##### Information supplied #####

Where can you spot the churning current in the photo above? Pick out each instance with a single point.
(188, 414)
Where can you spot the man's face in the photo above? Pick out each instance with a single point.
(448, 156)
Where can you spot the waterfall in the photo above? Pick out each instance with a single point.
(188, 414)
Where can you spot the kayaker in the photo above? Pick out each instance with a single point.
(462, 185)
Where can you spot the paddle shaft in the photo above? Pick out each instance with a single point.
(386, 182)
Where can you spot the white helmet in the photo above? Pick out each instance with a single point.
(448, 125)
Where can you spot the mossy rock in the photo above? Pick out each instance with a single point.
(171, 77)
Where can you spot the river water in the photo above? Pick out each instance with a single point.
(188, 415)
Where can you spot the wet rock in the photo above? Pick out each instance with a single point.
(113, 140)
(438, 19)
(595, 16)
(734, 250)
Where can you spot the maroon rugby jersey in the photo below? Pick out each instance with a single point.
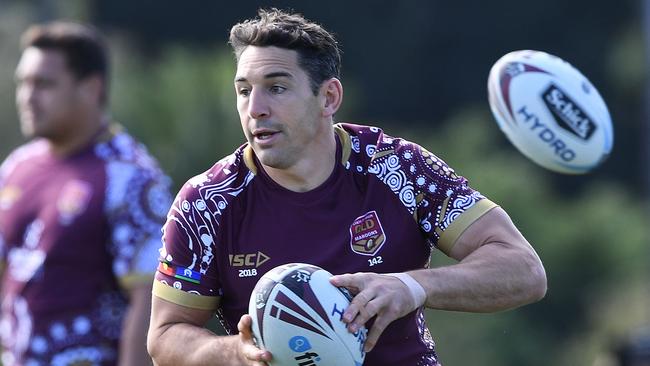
(384, 207)
(73, 232)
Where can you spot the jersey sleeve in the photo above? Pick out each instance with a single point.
(137, 201)
(187, 274)
(445, 204)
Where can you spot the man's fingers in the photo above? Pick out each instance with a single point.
(377, 329)
(350, 281)
(248, 348)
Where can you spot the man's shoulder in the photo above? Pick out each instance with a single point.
(378, 153)
(23, 153)
(226, 178)
(117, 146)
(367, 144)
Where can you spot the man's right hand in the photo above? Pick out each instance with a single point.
(247, 348)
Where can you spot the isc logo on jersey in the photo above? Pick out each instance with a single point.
(550, 111)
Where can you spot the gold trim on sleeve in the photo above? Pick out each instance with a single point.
(461, 223)
(183, 298)
(346, 143)
(249, 159)
(132, 280)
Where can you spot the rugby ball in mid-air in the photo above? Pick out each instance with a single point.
(550, 111)
(297, 315)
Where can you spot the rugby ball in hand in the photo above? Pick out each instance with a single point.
(550, 111)
(297, 314)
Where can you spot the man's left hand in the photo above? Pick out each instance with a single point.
(384, 296)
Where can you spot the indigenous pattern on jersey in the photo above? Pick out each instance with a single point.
(75, 233)
(383, 209)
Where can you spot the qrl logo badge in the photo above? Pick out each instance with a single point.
(366, 234)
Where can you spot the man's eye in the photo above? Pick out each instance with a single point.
(277, 89)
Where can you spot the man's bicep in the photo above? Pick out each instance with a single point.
(495, 226)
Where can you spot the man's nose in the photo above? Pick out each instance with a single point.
(258, 106)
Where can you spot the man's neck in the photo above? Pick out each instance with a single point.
(76, 140)
(308, 173)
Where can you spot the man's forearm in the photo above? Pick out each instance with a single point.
(133, 343)
(492, 278)
(189, 345)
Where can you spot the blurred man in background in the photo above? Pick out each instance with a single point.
(81, 207)
(345, 197)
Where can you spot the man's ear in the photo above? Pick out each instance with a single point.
(332, 91)
(92, 89)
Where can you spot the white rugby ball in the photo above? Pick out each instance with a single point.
(297, 314)
(550, 111)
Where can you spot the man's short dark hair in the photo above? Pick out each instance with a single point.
(83, 47)
(318, 51)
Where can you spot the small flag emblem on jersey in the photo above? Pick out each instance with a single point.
(188, 275)
(366, 234)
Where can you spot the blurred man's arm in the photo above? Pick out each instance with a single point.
(133, 343)
(177, 337)
(497, 270)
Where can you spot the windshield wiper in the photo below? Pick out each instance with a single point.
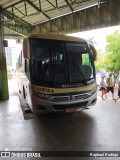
(80, 71)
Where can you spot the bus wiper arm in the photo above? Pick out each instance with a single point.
(80, 71)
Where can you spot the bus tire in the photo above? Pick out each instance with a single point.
(24, 93)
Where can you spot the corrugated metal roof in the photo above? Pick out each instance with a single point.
(38, 11)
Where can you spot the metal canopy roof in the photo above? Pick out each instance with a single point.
(23, 14)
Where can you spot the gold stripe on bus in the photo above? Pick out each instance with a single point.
(46, 90)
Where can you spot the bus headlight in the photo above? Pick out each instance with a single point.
(41, 95)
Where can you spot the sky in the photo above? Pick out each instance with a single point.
(99, 35)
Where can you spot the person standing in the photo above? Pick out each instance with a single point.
(103, 88)
(110, 85)
(118, 92)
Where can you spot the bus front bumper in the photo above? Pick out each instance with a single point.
(65, 103)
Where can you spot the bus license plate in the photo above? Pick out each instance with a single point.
(67, 110)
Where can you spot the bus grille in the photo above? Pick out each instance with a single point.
(77, 105)
(66, 98)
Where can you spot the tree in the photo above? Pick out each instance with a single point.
(112, 58)
(91, 41)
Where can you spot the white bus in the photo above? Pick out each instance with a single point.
(59, 73)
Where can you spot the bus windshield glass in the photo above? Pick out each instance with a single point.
(60, 62)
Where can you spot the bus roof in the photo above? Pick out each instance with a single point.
(55, 37)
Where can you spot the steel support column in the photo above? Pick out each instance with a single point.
(3, 69)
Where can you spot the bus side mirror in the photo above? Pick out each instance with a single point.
(93, 51)
(26, 49)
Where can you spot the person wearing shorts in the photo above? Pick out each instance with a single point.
(110, 85)
(103, 88)
(118, 92)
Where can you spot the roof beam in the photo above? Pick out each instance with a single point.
(35, 7)
(69, 5)
(51, 3)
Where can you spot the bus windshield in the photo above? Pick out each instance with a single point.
(60, 62)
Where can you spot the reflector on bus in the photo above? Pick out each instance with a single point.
(26, 51)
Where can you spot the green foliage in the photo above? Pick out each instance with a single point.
(91, 41)
(112, 58)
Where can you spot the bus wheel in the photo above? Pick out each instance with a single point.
(24, 92)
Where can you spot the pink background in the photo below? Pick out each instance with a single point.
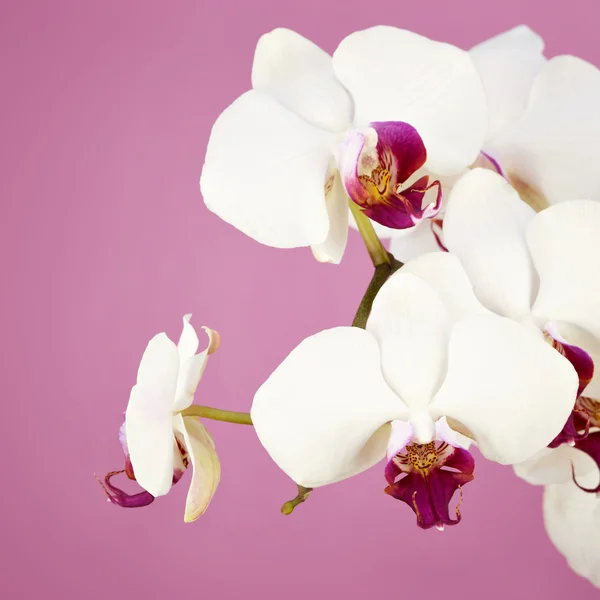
(106, 111)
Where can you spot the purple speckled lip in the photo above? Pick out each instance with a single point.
(422, 478)
(378, 191)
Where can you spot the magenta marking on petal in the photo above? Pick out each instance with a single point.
(577, 426)
(436, 229)
(348, 161)
(119, 497)
(494, 163)
(582, 362)
(400, 149)
(373, 176)
(428, 485)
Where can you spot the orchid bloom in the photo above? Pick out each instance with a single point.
(542, 128)
(379, 121)
(572, 519)
(157, 440)
(429, 361)
(537, 269)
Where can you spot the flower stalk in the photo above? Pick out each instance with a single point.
(378, 254)
(216, 414)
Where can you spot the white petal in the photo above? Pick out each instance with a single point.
(414, 242)
(300, 76)
(510, 388)
(411, 325)
(445, 274)
(205, 464)
(582, 339)
(397, 75)
(150, 439)
(332, 249)
(572, 519)
(555, 465)
(484, 225)
(265, 172)
(322, 415)
(555, 145)
(507, 65)
(191, 367)
(188, 340)
(148, 416)
(564, 241)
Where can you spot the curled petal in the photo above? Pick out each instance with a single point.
(323, 414)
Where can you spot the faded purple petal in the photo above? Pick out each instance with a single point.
(120, 498)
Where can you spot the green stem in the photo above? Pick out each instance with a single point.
(381, 275)
(206, 412)
(303, 494)
(377, 252)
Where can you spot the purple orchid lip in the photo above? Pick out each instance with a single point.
(426, 478)
(373, 177)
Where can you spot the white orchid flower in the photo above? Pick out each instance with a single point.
(539, 270)
(379, 122)
(542, 128)
(158, 441)
(346, 397)
(572, 519)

#####

Give again the lines from the line holding "Where can you spot the white petal" through the close of the listing, both included, exactly as written and with nothing else.

→ Finished task:
Where can you spot the white petal in the photo above? Pick out each instance with a single point.
(414, 242)
(300, 76)
(510, 388)
(411, 325)
(445, 274)
(205, 464)
(582, 339)
(397, 75)
(150, 439)
(332, 249)
(572, 519)
(555, 465)
(484, 225)
(265, 172)
(322, 415)
(555, 145)
(507, 65)
(191, 367)
(188, 340)
(148, 416)
(564, 241)
Where can you spot the curled petal in the photo above? Pick out each instance with a single point.
(323, 414)
Where can you spot the faded purple petal in the photo above? Pick out each instance with a single point.
(120, 498)
Where can you spot the green stem in the photo above? Pick out each instance with a single point.
(381, 275)
(206, 412)
(303, 494)
(377, 252)
Where can you spot the purple orchid lip in the photo above? Pick out each instance with a single point.
(426, 478)
(373, 177)
Where can you spot the white orchid flower in the photo above? Pick out each instance with a single point.
(539, 270)
(379, 122)
(542, 128)
(158, 441)
(346, 397)
(572, 519)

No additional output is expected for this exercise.